____ DOCUMENT PASSAGE

All the friends know of each other but my school friends who are my oldest friends wouldn't expect to be invited to an event with any of the other groups.
Actually, last night, someone I consider to be a good friend put up a post on FB about a night out with friends but it didn't bother me in the slightest because those are one of her other groups of friends. If I contacted her, miffed that I hadn't been invited, she would think I'd lost the plot!

Children don't always keep the same friends either. Ds4 is no longer friends with his "best friend" from nursery even though they were inseparable at the time.

JigglyTuff · 03/12/2016 23:17

I wouldn't invite them either OP. I think she's made it fairly clear that you're not part of her inner circle for whatever reason.

Although if conversation is stilted, perhaps it's no bad thing!

Gobbolino - your situation isn't comparable at all. You haven't been snubbed by your friend - you're babysitting for her. Nothing is going on behind your back which you weren't party to.

cantmakeme · 03/12/2016 23:24

Wow, I wouldn't assume that this was a snub, or that it really means anything. My DD's birthday is coming up, and only certain friends are going. My house isn't a mansion. Not everything is personal. Maybe (if you still want this friendship) give it some time, see how it goes?

________
____ SUPPLIED DATA

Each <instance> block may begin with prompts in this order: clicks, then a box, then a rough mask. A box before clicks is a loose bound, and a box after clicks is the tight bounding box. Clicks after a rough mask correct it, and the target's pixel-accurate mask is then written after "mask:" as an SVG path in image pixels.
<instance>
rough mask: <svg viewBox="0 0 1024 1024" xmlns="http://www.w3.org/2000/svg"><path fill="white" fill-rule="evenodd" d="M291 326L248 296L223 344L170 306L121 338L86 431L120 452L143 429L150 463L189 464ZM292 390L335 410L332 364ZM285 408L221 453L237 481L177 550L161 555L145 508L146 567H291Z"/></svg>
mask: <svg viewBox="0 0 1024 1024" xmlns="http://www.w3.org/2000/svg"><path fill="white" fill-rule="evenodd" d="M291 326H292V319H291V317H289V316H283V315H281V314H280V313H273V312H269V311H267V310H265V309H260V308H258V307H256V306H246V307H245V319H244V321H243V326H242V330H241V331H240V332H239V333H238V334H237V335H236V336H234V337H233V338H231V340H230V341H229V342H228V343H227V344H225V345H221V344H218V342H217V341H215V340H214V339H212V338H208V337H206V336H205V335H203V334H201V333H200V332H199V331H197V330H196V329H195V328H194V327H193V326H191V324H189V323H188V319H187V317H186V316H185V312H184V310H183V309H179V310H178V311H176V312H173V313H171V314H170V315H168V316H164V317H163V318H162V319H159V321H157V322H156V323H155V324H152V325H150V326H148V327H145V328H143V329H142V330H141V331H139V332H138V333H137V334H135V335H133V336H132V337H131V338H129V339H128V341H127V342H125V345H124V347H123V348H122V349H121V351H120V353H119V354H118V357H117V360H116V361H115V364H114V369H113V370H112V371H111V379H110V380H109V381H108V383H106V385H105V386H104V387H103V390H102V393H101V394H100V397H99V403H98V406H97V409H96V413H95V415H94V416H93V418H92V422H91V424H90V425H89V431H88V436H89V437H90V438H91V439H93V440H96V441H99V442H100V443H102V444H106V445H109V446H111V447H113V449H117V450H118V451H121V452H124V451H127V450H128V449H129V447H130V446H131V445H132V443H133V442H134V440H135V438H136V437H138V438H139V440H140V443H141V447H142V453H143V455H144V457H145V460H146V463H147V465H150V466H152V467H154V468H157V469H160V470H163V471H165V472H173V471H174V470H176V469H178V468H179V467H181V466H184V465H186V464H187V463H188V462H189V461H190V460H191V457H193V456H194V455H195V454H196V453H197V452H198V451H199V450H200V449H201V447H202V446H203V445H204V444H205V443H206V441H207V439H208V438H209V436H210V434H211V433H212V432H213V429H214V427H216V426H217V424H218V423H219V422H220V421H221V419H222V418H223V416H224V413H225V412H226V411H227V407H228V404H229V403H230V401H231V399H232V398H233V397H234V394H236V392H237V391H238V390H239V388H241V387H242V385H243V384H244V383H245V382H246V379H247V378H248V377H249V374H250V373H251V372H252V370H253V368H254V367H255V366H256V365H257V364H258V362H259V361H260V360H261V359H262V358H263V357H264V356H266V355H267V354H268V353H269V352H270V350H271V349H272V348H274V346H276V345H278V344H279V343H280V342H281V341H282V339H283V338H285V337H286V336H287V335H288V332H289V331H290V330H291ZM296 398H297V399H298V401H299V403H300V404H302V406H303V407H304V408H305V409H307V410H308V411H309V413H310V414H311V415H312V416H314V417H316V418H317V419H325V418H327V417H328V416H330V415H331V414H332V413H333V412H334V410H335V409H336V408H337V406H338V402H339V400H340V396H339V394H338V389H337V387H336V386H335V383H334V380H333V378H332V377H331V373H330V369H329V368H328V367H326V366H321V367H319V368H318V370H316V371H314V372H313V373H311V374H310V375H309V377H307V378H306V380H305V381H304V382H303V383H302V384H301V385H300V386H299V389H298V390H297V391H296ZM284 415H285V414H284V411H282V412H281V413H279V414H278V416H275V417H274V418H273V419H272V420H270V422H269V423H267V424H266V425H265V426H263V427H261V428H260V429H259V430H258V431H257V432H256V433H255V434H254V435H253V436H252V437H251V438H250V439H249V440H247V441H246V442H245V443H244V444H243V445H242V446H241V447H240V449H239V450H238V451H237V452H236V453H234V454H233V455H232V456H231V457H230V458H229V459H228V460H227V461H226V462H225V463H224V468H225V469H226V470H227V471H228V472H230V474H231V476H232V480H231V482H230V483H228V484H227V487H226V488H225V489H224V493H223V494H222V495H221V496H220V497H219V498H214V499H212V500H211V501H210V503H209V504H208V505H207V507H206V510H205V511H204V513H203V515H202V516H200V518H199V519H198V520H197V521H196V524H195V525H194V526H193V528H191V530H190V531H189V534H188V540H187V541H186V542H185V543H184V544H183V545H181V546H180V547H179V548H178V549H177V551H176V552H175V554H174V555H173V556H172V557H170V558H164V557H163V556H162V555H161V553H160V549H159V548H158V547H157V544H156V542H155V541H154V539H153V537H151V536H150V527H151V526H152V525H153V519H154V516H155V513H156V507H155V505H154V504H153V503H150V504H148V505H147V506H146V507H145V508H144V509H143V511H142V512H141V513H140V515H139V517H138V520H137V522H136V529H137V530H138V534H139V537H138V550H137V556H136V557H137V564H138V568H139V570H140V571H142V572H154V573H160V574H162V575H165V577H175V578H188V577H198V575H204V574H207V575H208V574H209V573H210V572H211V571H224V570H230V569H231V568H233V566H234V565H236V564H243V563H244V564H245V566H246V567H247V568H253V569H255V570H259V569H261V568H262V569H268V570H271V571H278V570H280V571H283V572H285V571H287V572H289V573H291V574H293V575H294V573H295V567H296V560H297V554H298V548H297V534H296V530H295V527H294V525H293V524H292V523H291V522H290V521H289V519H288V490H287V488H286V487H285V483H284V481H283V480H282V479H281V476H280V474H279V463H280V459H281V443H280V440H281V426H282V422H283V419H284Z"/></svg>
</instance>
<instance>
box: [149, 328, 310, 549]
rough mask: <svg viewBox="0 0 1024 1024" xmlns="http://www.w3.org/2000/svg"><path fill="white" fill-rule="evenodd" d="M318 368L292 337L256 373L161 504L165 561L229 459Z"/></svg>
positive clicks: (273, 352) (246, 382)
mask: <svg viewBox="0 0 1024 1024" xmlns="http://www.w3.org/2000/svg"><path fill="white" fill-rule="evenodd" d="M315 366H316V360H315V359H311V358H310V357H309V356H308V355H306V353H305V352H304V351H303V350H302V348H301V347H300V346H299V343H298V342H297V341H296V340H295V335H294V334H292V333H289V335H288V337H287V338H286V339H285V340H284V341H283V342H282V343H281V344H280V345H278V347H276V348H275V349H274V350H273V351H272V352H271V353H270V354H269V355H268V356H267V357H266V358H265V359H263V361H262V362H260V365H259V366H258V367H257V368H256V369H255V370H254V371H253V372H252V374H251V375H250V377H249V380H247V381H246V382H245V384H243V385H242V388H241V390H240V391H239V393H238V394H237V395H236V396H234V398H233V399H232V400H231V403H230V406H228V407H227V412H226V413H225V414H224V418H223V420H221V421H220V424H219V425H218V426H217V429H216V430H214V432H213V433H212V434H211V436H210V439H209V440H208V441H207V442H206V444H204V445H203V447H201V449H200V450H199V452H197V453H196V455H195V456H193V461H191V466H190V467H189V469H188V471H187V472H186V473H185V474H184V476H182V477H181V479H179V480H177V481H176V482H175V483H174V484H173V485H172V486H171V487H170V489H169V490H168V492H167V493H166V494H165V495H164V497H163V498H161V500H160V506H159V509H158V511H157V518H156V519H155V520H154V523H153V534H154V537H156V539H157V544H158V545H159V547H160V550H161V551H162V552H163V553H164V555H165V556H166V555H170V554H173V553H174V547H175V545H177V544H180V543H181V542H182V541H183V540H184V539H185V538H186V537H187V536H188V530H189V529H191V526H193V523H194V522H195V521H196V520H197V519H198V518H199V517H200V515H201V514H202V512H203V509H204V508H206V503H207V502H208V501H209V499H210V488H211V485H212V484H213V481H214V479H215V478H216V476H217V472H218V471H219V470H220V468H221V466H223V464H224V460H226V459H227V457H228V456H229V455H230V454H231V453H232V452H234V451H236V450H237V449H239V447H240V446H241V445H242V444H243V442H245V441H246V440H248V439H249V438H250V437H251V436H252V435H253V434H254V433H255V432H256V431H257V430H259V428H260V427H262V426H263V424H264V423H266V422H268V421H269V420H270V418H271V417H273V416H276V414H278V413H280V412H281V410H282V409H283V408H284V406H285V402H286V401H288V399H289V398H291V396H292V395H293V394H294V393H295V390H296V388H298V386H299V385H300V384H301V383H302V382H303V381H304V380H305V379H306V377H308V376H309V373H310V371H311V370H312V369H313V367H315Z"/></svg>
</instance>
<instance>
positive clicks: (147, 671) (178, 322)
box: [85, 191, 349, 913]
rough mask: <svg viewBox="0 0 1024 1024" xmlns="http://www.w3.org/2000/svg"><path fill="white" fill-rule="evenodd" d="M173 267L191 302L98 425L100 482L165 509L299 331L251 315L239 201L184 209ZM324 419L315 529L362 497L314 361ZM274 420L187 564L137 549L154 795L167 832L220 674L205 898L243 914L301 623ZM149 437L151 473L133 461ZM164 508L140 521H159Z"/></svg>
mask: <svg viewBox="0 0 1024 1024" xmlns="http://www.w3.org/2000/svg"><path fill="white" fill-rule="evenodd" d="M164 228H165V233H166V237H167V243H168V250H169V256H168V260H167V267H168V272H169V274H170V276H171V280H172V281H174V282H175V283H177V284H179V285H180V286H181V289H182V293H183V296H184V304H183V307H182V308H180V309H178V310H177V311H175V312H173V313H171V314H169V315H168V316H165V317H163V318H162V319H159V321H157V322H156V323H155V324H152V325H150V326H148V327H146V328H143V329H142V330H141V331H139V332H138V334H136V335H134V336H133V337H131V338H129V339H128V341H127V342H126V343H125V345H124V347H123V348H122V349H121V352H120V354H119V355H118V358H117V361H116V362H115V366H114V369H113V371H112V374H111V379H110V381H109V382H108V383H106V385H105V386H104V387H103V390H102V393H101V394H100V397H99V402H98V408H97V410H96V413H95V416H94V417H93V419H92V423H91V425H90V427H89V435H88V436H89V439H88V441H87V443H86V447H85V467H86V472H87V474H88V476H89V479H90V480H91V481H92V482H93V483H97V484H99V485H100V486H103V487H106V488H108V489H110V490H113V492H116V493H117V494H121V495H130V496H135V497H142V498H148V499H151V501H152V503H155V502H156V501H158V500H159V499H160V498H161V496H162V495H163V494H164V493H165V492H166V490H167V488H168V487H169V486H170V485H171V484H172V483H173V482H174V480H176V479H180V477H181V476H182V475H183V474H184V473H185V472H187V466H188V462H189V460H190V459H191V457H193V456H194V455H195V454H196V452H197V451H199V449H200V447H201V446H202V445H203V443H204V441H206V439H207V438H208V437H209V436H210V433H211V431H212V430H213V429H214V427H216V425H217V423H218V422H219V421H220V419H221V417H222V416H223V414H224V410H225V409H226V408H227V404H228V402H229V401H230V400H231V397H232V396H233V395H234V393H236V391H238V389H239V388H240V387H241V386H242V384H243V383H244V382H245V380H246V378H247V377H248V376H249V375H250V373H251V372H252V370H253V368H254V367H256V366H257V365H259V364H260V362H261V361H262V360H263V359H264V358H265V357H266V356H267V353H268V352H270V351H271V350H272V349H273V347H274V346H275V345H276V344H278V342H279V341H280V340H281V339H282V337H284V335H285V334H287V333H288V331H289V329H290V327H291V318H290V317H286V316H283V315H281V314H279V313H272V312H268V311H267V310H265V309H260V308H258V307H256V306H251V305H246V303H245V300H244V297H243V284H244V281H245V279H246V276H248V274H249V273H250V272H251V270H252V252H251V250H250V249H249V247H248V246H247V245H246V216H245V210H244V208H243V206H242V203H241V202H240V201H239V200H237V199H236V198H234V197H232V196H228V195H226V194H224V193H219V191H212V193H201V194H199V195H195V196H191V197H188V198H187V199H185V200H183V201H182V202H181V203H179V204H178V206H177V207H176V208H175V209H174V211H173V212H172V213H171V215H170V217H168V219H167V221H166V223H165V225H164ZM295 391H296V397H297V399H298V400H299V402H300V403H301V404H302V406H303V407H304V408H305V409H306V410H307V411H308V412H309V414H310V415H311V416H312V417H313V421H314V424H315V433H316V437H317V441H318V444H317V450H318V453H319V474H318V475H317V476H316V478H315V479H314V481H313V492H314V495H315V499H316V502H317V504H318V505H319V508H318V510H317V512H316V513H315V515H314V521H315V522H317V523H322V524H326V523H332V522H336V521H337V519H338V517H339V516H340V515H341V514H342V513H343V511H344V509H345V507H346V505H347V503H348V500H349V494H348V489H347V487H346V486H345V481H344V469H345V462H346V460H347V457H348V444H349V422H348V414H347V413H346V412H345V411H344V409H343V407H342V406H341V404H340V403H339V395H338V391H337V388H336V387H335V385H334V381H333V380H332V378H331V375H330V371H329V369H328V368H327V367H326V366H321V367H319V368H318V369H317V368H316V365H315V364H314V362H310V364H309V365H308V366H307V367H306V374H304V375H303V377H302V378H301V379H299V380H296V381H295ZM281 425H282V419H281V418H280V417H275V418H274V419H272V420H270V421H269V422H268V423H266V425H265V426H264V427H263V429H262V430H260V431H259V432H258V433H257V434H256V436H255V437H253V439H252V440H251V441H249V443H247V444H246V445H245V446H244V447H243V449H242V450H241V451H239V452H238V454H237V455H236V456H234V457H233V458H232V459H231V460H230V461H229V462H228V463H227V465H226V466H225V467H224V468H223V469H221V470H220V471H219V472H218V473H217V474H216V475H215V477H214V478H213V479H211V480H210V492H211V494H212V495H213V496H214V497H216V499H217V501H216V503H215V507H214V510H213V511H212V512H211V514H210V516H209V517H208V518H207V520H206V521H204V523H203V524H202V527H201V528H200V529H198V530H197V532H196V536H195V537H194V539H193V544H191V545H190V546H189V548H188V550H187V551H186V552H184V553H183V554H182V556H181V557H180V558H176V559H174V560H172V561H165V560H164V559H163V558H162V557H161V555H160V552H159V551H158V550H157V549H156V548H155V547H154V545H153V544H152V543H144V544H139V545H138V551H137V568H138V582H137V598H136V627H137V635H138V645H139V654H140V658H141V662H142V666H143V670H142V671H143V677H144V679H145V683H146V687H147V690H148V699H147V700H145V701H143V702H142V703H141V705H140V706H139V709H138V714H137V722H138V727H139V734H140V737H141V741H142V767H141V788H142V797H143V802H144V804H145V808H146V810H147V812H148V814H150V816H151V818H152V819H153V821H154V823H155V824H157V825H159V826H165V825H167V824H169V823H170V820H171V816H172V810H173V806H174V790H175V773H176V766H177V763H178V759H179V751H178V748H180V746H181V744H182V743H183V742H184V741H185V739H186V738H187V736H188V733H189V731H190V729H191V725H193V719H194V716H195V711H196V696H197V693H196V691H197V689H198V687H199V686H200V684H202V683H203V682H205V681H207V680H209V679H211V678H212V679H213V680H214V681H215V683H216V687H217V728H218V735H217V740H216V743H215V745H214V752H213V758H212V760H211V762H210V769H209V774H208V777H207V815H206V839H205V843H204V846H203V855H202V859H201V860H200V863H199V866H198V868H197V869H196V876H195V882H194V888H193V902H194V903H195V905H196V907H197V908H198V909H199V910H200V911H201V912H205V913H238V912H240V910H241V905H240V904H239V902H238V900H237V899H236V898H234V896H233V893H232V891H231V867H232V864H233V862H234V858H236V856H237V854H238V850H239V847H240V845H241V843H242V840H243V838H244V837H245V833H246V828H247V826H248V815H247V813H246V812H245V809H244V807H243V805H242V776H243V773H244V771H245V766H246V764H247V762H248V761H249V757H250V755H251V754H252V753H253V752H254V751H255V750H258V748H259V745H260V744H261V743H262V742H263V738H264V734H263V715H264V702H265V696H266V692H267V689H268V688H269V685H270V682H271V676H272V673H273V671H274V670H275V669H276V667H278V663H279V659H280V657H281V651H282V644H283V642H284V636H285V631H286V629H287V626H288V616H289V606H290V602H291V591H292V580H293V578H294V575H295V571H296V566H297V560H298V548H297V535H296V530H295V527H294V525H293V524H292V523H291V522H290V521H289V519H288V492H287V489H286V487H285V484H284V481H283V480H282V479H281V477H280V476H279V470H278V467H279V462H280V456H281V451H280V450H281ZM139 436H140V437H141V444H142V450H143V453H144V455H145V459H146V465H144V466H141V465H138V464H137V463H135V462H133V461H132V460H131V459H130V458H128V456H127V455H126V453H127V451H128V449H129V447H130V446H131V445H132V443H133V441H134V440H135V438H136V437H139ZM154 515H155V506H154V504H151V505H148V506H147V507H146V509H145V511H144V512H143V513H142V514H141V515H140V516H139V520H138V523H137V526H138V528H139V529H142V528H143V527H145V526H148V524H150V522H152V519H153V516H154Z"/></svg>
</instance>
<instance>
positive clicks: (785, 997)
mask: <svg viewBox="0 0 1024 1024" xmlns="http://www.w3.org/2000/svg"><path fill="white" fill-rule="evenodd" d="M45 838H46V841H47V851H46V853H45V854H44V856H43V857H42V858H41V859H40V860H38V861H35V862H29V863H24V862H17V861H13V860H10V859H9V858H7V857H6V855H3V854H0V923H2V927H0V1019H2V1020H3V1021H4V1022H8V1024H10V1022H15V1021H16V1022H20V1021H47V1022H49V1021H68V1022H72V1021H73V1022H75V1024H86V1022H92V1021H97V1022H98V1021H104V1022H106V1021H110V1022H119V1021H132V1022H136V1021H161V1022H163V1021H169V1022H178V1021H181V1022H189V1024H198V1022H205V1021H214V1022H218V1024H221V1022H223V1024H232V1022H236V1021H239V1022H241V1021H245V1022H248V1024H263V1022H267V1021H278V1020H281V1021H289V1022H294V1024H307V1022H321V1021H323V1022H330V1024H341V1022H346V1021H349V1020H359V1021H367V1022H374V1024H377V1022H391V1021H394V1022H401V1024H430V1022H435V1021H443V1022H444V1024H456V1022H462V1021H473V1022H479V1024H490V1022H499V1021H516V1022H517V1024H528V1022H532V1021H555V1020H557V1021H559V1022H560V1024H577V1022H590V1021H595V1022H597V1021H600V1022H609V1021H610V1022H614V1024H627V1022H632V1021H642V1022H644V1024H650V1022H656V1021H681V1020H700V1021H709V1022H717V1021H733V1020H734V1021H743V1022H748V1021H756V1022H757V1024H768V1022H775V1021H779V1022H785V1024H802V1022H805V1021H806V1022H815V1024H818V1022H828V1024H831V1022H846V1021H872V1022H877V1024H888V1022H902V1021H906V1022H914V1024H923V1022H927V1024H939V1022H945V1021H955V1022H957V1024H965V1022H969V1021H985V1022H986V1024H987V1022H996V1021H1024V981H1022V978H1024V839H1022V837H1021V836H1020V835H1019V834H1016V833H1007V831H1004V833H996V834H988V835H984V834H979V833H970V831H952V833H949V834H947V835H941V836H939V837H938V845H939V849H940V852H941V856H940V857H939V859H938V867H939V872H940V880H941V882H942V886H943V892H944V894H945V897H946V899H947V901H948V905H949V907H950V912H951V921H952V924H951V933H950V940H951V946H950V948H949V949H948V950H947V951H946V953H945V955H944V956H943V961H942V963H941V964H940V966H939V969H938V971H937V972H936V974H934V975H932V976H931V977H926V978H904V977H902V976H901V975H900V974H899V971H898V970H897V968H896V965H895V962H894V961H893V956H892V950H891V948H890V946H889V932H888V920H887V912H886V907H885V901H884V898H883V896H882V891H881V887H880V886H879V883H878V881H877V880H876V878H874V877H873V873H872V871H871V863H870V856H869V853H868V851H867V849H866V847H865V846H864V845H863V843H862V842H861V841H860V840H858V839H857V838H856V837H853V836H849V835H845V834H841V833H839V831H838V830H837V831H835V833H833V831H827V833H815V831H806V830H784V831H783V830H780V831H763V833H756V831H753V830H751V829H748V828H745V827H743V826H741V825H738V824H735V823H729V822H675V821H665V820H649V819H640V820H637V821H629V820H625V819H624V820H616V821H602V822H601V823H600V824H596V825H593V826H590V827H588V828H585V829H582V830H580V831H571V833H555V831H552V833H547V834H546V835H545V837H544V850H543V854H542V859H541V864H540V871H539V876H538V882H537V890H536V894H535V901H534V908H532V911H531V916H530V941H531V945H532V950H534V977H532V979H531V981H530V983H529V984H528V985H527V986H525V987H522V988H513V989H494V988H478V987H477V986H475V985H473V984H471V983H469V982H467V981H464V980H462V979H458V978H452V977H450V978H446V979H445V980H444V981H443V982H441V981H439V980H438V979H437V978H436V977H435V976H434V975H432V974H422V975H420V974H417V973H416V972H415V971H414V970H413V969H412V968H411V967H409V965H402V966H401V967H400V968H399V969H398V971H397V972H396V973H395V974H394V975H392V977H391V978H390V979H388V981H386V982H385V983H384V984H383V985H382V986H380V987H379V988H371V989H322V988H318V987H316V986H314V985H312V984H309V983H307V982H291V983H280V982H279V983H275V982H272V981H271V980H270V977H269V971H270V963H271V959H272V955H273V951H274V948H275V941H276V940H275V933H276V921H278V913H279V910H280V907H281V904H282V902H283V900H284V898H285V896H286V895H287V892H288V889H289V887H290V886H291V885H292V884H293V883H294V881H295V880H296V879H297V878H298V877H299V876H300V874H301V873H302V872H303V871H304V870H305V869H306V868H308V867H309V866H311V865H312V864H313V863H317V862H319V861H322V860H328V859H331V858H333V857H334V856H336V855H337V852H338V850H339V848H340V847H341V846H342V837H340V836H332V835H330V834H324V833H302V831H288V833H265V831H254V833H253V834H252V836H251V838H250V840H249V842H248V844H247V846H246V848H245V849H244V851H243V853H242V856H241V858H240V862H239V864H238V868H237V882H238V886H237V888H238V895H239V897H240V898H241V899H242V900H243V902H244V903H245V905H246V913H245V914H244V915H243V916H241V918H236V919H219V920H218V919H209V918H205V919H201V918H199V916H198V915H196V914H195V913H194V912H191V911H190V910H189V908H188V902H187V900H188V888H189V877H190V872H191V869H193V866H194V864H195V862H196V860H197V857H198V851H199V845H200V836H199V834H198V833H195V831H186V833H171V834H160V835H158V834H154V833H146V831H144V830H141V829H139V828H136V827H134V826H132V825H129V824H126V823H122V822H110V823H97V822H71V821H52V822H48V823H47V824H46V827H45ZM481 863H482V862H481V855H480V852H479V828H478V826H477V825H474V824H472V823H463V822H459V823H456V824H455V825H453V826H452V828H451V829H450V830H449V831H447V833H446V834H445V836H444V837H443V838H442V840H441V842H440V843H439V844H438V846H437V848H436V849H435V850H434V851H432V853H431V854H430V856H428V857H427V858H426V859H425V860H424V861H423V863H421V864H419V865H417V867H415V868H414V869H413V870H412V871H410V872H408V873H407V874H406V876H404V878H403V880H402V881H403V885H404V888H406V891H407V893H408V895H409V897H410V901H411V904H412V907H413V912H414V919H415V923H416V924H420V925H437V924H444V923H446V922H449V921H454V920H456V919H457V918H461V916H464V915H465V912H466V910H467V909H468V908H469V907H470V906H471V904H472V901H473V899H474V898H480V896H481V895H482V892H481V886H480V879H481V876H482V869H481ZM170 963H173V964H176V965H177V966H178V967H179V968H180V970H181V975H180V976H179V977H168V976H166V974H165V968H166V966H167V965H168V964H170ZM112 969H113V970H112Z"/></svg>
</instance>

________

§ **ASSIGNMENT**
List every username that appears in the forum thread about friends and invitations. The data has nothing to do with what follows the text.

§ **WRITTEN ANSWER**
JigglyTuff, Gobbolino, cantmakeme